Return all of the records exactly.
═════ Information supplied ═════
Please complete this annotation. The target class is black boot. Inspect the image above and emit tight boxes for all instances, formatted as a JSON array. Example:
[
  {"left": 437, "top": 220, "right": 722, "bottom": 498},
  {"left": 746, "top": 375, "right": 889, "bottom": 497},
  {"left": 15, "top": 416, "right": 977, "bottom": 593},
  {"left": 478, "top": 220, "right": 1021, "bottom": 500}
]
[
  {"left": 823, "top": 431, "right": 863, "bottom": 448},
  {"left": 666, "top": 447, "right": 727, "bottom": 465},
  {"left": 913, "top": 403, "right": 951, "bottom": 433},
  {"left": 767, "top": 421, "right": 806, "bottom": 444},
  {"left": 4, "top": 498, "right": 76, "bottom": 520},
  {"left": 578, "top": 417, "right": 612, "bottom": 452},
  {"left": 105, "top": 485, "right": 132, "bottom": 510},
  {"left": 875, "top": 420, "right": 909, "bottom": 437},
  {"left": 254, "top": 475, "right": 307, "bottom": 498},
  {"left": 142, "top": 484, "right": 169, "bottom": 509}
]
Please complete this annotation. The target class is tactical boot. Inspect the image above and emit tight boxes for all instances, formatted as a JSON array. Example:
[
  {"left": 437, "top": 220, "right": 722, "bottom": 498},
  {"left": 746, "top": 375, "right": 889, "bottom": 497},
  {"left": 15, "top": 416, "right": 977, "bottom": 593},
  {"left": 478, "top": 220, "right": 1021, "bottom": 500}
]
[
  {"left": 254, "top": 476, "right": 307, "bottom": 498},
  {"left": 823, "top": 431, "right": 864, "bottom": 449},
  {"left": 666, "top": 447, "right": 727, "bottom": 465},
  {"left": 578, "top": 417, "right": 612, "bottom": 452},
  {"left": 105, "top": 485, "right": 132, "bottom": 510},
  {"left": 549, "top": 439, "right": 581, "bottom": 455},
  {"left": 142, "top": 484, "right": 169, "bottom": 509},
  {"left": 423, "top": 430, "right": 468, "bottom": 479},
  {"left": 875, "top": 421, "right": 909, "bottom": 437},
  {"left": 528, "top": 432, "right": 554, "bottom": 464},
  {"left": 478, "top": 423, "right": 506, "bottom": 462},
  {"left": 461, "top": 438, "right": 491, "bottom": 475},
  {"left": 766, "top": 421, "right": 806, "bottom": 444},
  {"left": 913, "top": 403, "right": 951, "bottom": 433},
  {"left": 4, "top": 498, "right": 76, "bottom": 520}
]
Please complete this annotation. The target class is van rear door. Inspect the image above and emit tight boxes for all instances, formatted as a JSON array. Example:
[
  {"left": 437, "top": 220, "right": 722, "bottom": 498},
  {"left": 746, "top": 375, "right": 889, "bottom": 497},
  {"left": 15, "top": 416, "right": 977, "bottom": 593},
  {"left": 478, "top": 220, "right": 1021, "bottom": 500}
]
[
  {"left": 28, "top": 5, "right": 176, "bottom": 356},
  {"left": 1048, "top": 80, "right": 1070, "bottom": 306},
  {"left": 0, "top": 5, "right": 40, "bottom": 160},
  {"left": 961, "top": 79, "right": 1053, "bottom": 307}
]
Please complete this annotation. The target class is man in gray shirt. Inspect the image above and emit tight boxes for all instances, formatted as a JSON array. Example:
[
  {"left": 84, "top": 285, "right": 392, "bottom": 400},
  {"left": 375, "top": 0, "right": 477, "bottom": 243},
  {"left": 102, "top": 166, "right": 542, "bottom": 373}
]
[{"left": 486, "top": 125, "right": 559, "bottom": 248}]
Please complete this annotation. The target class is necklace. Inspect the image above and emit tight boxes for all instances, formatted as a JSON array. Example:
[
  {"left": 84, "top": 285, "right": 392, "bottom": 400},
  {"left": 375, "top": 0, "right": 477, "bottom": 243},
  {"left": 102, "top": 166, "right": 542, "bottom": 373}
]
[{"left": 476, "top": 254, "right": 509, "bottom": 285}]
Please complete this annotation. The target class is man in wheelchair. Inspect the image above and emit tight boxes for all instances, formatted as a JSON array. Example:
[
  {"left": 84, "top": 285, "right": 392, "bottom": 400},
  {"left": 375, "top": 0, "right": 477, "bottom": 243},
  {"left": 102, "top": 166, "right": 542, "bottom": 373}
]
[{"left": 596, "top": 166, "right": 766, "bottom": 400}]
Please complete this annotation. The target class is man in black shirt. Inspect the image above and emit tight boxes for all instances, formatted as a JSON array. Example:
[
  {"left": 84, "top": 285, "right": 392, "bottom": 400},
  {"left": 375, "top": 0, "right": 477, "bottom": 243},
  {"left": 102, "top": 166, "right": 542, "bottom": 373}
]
═════
* [The answer]
Please complete this annotation. The target class is black boot. Inspect the image above and emit tight boxes for all instances, formatted as a JSON array. Example:
[
  {"left": 437, "top": 220, "right": 722, "bottom": 498},
  {"left": 746, "top": 375, "right": 889, "bottom": 497},
  {"left": 15, "top": 416, "right": 977, "bottom": 593},
  {"left": 478, "top": 220, "right": 1021, "bottom": 500}
]
[
  {"left": 823, "top": 431, "right": 863, "bottom": 448},
  {"left": 666, "top": 447, "right": 727, "bottom": 465},
  {"left": 913, "top": 403, "right": 951, "bottom": 433},
  {"left": 767, "top": 421, "right": 806, "bottom": 444},
  {"left": 4, "top": 498, "right": 76, "bottom": 520},
  {"left": 578, "top": 417, "right": 612, "bottom": 452},
  {"left": 105, "top": 485, "right": 132, "bottom": 510},
  {"left": 875, "top": 420, "right": 909, "bottom": 437},
  {"left": 254, "top": 475, "right": 307, "bottom": 498},
  {"left": 142, "top": 484, "right": 169, "bottom": 509}
]
Please complete this annotation. The target class is tactical boot. Inspect the image above and emit tight boxes for all instances, formatted as a JSON array. Example:
[
  {"left": 437, "top": 220, "right": 722, "bottom": 498},
  {"left": 746, "top": 375, "right": 889, "bottom": 497},
  {"left": 15, "top": 416, "right": 977, "bottom": 593},
  {"left": 478, "top": 220, "right": 1021, "bottom": 500}
]
[
  {"left": 254, "top": 476, "right": 307, "bottom": 498},
  {"left": 823, "top": 431, "right": 864, "bottom": 449},
  {"left": 666, "top": 447, "right": 727, "bottom": 465},
  {"left": 578, "top": 417, "right": 612, "bottom": 452},
  {"left": 105, "top": 485, "right": 132, "bottom": 510},
  {"left": 549, "top": 439, "right": 581, "bottom": 455},
  {"left": 142, "top": 484, "right": 169, "bottom": 509},
  {"left": 423, "top": 430, "right": 468, "bottom": 479},
  {"left": 875, "top": 421, "right": 909, "bottom": 437},
  {"left": 528, "top": 432, "right": 554, "bottom": 464},
  {"left": 478, "top": 423, "right": 506, "bottom": 462},
  {"left": 461, "top": 438, "right": 491, "bottom": 475},
  {"left": 766, "top": 421, "right": 806, "bottom": 444},
  {"left": 913, "top": 403, "right": 951, "bottom": 433},
  {"left": 4, "top": 498, "right": 76, "bottom": 520}
]
Please complete this annotation. The target class is van rear door. Inspect the image above and emit tight boxes for all instances, formatted as a JSON array. Example:
[
  {"left": 437, "top": 220, "right": 722, "bottom": 498},
  {"left": 746, "top": 375, "right": 889, "bottom": 497},
  {"left": 15, "top": 416, "right": 977, "bottom": 593},
  {"left": 478, "top": 220, "right": 1021, "bottom": 500}
]
[
  {"left": 28, "top": 5, "right": 176, "bottom": 356},
  {"left": 1048, "top": 80, "right": 1070, "bottom": 306},
  {"left": 0, "top": 5, "right": 40, "bottom": 160},
  {"left": 961, "top": 79, "right": 1053, "bottom": 307}
]
Please complete this annotation. The target class is man in gray shirt. Inspect the image above and emit tight boxes for all instances, formatted as a JSON array. Example:
[
  {"left": 84, "top": 285, "right": 392, "bottom": 400},
  {"left": 375, "top": 0, "right": 477, "bottom": 243},
  {"left": 102, "top": 166, "right": 542, "bottom": 373}
]
[{"left": 486, "top": 125, "right": 559, "bottom": 248}]
Please complete this annotation. The target class is necklace. Inspect the image above and emit tight boxes for all instances, formatted as a JSON array. Example:
[
  {"left": 84, "top": 285, "right": 392, "bottom": 400},
  {"left": 375, "top": 0, "right": 477, "bottom": 243},
  {"left": 102, "top": 166, "right": 542, "bottom": 373}
]
[{"left": 476, "top": 254, "right": 509, "bottom": 285}]
Please complete this annotation. The target class is man in wheelchair. Inspect the image above and emit tight boxes for all instances, formatted as a JSON array. Example:
[
  {"left": 84, "top": 285, "right": 392, "bottom": 400},
  {"left": 375, "top": 0, "right": 477, "bottom": 243},
  {"left": 102, "top": 166, "right": 542, "bottom": 373}
]
[{"left": 596, "top": 166, "right": 766, "bottom": 400}]
Please complete this annotation. The target class is man in black shirt. Inspect the image above and emit tight boxes for all instances, formatted as a JSON array. Example:
[
  {"left": 84, "top": 285, "right": 392, "bottom": 400},
  {"left": 375, "top": 0, "right": 477, "bottom": 243},
  {"left": 102, "top": 166, "right": 542, "bottom": 373}
]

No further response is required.